# [課題の内容]
以下のリストで「dark」という文字列を含む行を数え、その行数だけを答えてください。大文字と小文字は区別されます。

# [提供されたリスト]
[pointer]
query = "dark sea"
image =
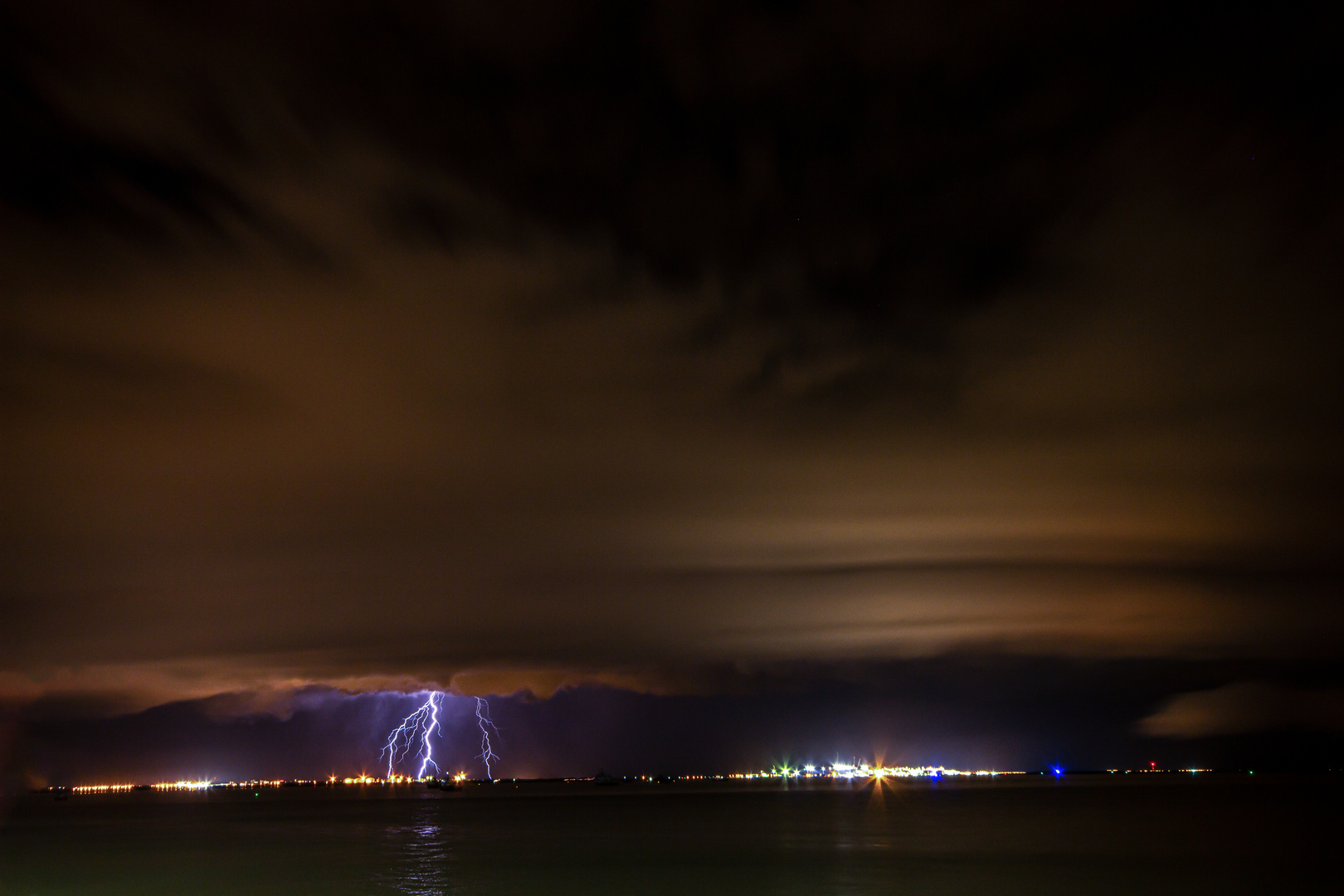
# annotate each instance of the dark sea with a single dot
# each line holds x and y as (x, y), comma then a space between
(1144, 835)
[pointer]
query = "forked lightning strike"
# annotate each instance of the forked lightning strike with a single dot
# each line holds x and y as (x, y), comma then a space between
(483, 719)
(418, 726)
(421, 724)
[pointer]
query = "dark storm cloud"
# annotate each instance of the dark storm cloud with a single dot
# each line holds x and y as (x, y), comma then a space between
(606, 344)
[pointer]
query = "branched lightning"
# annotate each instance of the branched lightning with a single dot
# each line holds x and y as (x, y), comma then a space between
(417, 730)
(418, 726)
(483, 719)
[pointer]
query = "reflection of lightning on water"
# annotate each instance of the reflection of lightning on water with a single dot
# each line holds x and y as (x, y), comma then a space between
(483, 719)
(418, 726)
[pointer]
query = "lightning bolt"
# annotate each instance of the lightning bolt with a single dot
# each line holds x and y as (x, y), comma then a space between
(483, 720)
(416, 727)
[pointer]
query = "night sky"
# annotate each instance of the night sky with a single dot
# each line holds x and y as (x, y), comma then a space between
(706, 384)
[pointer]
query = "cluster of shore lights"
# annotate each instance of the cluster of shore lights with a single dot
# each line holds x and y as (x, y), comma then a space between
(849, 772)
(182, 785)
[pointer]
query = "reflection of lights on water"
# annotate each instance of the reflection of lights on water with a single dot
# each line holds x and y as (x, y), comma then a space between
(863, 770)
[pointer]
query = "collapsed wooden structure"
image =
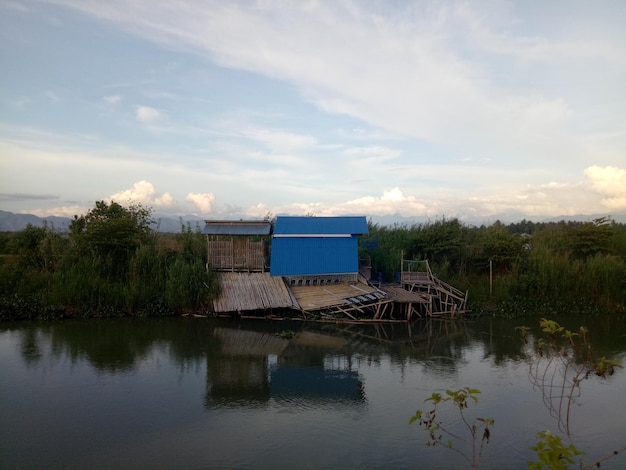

# [出力全体]
4